Your task is to return the span of lines beginning at the one with "Where can you find the woman's nose" and ending at the last line of the data, exactly as it stands.
(begin)
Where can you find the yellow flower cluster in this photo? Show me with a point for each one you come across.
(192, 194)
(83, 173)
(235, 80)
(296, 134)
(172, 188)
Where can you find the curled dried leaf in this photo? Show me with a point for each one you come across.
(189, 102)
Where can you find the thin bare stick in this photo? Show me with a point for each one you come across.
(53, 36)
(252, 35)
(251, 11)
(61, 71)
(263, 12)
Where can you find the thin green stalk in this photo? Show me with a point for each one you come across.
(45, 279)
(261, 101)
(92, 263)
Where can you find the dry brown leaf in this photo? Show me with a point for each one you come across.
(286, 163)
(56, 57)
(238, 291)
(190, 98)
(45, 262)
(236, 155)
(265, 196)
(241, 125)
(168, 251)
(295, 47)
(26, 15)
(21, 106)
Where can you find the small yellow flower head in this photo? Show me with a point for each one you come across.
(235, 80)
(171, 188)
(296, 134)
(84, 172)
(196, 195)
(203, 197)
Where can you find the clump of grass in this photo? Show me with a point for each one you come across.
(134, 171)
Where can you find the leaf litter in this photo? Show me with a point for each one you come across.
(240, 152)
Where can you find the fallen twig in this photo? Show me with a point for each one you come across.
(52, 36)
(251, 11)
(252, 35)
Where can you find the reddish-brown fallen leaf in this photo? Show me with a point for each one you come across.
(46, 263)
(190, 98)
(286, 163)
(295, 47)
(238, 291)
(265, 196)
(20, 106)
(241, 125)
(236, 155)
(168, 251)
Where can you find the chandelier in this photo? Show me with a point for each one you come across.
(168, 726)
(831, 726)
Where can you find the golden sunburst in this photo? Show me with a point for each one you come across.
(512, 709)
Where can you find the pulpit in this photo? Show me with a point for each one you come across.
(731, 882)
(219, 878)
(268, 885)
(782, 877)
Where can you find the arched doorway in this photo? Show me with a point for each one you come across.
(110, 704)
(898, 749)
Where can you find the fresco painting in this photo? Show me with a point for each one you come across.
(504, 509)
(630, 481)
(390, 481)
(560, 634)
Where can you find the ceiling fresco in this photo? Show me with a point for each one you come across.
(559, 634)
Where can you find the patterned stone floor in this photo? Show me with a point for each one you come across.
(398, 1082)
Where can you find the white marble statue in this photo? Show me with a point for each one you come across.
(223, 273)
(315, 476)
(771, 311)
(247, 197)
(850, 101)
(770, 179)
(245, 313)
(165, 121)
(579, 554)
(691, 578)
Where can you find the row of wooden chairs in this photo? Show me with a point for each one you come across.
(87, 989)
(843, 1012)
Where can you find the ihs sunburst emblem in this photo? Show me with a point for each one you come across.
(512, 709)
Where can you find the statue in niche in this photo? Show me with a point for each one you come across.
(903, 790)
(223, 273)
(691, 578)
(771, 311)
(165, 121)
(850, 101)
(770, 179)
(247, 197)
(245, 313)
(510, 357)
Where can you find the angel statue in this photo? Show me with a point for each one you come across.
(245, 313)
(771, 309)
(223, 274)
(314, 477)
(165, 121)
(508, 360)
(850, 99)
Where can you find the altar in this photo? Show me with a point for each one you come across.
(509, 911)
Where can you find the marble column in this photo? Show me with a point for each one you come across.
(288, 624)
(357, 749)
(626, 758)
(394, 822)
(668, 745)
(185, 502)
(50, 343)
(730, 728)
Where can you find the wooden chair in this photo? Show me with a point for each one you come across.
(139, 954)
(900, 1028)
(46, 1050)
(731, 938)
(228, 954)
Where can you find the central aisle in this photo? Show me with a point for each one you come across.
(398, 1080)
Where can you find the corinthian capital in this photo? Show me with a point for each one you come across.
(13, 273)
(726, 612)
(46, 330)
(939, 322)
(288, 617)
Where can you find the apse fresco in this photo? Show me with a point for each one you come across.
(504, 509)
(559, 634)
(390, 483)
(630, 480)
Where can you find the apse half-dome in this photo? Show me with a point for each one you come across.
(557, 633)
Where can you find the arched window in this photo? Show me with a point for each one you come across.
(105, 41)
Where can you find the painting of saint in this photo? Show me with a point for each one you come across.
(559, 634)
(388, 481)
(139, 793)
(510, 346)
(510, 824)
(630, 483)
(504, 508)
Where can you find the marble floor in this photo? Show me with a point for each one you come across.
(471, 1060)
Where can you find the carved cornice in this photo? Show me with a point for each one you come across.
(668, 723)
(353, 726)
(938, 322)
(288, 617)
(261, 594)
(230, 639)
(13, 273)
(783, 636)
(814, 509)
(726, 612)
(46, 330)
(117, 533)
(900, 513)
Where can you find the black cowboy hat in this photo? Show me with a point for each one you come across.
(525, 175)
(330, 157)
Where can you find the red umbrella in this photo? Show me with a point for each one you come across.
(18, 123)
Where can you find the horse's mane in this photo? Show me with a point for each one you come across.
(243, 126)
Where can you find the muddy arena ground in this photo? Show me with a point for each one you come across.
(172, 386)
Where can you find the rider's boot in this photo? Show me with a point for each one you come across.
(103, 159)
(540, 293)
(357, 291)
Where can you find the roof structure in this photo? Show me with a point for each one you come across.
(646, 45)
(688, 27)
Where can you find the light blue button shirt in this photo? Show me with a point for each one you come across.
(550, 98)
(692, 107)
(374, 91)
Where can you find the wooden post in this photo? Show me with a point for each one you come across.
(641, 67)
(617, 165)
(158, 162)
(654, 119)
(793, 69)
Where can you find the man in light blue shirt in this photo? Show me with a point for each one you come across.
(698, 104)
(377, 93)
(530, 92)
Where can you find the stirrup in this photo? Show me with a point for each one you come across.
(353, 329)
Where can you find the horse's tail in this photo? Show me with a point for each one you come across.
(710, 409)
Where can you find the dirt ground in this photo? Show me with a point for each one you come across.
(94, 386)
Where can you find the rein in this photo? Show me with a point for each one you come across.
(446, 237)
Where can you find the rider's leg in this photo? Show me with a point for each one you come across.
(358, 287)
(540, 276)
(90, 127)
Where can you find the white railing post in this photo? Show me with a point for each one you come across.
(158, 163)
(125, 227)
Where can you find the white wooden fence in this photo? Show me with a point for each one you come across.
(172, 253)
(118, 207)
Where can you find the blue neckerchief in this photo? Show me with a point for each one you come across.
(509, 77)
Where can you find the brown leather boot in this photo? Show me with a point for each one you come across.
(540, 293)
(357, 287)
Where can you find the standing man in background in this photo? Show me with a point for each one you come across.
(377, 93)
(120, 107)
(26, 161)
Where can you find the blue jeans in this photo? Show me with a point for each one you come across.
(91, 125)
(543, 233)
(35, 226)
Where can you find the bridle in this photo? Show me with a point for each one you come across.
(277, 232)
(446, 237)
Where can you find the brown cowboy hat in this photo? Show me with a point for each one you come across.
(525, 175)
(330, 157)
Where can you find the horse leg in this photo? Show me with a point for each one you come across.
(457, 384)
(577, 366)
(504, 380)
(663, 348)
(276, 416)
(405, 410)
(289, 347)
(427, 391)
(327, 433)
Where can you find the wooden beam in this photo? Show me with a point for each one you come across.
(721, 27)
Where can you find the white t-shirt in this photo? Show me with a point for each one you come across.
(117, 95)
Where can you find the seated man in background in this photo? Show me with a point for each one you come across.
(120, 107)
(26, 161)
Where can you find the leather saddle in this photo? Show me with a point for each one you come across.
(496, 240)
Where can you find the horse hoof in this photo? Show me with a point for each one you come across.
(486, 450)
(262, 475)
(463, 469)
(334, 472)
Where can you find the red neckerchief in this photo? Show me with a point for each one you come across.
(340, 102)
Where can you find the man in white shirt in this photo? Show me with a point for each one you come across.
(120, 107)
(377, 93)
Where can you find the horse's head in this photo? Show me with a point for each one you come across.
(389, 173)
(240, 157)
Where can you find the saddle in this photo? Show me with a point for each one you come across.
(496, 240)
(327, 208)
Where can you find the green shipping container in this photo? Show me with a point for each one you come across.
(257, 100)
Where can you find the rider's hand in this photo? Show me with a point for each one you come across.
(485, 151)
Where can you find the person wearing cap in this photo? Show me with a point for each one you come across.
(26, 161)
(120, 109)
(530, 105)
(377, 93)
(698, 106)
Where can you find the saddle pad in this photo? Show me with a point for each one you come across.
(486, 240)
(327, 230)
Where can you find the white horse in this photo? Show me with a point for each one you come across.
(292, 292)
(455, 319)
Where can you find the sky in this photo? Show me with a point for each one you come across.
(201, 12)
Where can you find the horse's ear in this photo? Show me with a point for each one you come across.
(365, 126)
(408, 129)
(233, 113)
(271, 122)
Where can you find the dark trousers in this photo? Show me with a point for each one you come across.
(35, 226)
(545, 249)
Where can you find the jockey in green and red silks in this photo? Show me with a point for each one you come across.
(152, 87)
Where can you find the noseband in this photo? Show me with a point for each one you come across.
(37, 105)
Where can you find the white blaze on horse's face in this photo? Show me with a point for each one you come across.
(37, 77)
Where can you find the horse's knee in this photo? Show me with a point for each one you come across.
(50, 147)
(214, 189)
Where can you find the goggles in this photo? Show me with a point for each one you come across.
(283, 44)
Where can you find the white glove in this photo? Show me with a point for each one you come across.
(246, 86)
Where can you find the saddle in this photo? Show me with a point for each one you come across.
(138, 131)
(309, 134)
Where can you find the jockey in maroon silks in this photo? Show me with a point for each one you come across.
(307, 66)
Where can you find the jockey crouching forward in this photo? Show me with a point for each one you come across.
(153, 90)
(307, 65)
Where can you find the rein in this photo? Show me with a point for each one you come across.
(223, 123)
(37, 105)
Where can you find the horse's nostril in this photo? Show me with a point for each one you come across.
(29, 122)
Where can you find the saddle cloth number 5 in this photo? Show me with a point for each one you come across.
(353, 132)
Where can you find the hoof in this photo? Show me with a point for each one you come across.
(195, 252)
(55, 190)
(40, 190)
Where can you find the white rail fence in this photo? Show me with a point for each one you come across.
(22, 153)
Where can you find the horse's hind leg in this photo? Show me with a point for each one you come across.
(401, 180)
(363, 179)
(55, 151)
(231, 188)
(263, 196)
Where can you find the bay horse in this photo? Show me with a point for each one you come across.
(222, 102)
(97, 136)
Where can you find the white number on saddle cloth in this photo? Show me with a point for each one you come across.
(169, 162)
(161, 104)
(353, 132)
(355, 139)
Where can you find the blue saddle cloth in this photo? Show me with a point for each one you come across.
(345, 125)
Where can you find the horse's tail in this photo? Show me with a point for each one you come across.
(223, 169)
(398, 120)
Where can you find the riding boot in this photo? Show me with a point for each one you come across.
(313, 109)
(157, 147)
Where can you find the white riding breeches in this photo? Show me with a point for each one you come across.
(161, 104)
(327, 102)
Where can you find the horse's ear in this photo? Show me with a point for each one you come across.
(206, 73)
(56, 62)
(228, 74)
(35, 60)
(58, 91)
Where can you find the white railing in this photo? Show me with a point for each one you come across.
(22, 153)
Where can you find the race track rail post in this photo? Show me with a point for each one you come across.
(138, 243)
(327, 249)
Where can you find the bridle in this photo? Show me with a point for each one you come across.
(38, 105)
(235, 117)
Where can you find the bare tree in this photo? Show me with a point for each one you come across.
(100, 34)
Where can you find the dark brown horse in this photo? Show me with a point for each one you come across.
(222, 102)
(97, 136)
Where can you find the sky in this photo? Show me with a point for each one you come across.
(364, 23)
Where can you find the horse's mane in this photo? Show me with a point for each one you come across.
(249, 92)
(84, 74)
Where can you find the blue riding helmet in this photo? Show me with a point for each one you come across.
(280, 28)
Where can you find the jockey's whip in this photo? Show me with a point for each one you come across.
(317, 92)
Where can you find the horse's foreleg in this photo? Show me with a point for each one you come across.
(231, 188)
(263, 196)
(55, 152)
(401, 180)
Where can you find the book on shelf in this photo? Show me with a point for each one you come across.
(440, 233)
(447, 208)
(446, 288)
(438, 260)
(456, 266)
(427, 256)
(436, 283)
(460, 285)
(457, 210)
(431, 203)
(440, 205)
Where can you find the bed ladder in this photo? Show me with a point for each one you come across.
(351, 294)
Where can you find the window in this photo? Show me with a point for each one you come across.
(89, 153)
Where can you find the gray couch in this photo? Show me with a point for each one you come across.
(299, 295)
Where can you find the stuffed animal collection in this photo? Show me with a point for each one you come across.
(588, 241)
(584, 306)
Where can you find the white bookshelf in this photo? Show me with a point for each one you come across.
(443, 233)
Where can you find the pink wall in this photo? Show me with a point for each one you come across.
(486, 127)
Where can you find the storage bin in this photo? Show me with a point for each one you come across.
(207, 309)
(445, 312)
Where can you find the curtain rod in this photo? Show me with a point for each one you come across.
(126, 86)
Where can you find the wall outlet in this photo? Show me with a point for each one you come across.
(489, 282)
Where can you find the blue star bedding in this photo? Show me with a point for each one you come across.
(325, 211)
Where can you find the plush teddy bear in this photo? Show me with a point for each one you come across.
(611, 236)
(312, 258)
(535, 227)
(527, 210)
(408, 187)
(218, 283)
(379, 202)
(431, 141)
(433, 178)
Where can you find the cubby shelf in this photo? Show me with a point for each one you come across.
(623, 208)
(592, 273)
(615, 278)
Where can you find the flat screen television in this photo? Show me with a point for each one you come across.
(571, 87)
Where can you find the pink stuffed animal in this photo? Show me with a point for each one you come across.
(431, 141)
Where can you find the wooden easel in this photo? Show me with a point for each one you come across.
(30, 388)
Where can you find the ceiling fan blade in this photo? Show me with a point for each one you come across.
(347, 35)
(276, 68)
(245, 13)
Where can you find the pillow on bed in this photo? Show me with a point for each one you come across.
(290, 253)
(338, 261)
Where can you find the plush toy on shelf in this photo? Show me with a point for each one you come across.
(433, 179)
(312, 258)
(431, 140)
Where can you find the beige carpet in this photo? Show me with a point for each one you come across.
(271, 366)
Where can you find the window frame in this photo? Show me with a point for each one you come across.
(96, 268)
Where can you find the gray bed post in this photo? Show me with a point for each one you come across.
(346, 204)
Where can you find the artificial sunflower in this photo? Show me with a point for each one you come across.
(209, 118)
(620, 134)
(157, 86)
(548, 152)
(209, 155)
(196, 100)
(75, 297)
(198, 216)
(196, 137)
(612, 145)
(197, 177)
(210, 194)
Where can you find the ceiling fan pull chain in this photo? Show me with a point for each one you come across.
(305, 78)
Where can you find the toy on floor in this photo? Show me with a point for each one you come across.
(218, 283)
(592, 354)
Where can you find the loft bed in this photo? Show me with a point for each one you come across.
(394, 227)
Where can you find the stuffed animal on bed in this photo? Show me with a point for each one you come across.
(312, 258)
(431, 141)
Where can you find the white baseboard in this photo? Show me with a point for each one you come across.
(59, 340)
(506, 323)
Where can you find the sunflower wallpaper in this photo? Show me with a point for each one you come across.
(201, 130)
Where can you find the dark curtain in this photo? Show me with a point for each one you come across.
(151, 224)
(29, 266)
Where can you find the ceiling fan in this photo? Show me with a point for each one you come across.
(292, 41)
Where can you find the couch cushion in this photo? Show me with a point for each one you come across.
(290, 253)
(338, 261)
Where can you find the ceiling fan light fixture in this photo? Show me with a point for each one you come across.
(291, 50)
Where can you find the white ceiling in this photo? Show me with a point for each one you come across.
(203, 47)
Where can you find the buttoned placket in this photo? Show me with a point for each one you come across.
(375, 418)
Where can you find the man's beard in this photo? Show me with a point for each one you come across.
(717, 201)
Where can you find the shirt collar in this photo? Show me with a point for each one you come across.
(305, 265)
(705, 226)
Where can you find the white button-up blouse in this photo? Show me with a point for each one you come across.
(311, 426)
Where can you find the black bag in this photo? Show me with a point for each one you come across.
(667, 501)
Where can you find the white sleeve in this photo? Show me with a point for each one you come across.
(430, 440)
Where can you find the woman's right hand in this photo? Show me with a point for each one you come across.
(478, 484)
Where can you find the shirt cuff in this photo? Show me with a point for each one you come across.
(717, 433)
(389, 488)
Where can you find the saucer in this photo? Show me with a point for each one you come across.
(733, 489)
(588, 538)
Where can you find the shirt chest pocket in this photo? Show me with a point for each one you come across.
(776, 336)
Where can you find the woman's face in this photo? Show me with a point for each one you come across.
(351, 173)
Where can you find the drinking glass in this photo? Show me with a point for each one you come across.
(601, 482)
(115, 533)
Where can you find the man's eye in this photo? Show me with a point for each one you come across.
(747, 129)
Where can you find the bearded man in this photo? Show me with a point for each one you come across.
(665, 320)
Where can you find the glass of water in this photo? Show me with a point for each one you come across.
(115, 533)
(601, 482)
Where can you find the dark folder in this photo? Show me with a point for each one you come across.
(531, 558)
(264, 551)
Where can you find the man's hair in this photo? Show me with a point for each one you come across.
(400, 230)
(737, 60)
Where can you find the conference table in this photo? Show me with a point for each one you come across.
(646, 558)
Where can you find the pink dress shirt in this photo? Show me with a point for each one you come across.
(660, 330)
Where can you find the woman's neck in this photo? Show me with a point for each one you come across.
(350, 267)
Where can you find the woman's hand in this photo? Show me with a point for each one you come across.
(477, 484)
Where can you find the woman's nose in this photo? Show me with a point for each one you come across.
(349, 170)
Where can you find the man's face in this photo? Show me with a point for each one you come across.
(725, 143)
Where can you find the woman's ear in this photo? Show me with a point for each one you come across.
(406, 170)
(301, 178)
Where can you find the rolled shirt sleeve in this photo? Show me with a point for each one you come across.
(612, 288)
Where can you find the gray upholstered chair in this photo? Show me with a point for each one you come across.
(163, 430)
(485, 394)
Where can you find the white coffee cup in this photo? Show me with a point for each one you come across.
(end)
*Written response*.
Where can you find the woman's nose in this photo? Show me with a point for each one you come across.
(349, 170)
Where can you find the man's face in this photo? Show me with a point for each one you come across.
(725, 143)
Where can you find the woman's ear in this photo? Show me with a point for each one you come across.
(406, 170)
(301, 178)
Where can you find the rolled shirt sleeve in this photo? Show me with a point for each one you come across.
(612, 288)
Where can you find the gray upholstered chair in this photo? Show me with a point for each one you come across.
(163, 430)
(485, 394)
Where can you find the white coffee cup in this photo? Show me with a point for each one you come across.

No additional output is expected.